* **SUPPLIED DATA**
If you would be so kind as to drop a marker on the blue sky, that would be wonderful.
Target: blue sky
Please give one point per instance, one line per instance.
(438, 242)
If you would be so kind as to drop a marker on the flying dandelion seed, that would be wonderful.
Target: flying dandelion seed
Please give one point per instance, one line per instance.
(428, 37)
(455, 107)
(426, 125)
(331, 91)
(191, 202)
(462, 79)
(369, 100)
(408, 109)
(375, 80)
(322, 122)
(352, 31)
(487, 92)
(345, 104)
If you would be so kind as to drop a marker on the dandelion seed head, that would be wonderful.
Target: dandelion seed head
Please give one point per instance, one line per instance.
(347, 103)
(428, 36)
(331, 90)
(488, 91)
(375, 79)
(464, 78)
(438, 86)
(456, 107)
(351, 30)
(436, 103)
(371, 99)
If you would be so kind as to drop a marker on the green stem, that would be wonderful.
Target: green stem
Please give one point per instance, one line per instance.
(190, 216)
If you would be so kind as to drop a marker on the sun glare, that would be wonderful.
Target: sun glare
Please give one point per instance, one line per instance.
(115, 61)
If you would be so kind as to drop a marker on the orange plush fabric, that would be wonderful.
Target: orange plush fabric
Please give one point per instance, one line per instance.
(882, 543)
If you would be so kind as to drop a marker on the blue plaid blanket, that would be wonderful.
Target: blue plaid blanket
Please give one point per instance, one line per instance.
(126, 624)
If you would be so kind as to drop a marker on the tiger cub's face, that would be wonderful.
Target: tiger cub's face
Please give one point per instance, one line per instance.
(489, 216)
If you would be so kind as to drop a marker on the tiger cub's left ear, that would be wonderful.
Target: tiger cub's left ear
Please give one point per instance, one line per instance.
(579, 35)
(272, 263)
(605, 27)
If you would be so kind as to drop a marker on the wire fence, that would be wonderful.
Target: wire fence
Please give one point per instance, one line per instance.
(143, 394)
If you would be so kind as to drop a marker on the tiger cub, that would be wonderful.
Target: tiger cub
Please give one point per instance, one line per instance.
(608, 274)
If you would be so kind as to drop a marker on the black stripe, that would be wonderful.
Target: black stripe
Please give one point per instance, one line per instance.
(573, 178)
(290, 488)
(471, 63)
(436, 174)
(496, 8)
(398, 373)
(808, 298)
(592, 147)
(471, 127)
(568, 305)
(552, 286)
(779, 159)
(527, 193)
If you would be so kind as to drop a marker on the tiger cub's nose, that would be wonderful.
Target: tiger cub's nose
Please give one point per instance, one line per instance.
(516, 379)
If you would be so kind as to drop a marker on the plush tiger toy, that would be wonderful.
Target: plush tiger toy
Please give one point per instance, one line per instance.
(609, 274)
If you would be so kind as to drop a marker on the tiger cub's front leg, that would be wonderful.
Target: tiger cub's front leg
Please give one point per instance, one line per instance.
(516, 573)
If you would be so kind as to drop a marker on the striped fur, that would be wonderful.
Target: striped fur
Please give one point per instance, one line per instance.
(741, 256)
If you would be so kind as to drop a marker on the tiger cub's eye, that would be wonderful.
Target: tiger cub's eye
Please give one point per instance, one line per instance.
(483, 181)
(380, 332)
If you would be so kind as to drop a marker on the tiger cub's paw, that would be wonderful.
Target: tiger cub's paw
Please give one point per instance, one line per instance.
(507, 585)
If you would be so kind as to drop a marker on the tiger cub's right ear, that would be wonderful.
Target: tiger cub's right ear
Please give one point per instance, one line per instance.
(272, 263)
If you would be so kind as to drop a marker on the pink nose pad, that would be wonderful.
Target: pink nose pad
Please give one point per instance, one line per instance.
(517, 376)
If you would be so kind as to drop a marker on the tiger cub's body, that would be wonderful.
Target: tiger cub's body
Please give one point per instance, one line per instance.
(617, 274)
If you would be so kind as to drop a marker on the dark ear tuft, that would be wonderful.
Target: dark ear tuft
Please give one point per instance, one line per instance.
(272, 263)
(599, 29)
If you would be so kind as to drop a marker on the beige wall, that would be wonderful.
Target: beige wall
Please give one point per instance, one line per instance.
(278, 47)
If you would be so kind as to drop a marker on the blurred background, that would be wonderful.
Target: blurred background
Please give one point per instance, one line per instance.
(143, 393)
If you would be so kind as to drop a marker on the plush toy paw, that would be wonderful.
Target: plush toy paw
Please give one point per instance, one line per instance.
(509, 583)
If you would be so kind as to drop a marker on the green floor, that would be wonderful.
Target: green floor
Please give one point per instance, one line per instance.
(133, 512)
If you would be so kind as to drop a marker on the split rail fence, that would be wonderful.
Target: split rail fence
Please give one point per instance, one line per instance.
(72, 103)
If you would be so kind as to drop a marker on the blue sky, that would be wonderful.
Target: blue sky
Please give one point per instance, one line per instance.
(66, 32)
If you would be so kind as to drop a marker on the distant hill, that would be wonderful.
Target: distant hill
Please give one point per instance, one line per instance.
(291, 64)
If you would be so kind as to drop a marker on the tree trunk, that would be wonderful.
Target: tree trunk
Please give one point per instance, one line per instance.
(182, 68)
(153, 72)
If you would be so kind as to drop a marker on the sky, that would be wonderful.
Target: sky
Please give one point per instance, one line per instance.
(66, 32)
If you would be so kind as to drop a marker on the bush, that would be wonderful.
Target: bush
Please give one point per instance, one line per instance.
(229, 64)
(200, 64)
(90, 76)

* **THE PROBLEM**
Quote, word for word, every line from the top of the entries through the line that holds "Target: flying dandelion seed".

* **SOLVED PROBLEM**
If you would be so kind as to drop a marker on the blue sky, that would be wonderful.
Target: blue sky
Please give one point per instance, one line per instance.
(438, 242)
If you would be so kind as to drop a marker on the flying dandelion seed, that would be wonderful.
Target: flying dandelion seed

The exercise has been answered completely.